**Exercise aim**: Write out the lines below again, swapping "green foliage" for "tree canopy" and leaving everything else untouched.

A run of records
——————
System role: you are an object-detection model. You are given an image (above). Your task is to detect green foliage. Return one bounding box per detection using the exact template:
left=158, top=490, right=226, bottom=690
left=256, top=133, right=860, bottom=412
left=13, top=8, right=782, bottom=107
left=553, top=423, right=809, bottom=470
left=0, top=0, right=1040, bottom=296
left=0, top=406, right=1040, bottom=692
——————
**Completed exercise**:
System role: you are an object-detection model. You are given an image (above). Your task is to detect tree canopy. Return one bounding box per detection using the exact template:
left=158, top=490, right=226, bottom=690
left=256, top=133, right=860, bottom=412
left=13, top=8, right=782, bottom=107
left=553, top=423, right=809, bottom=470
left=0, top=0, right=1040, bottom=296
left=0, top=406, right=1040, bottom=692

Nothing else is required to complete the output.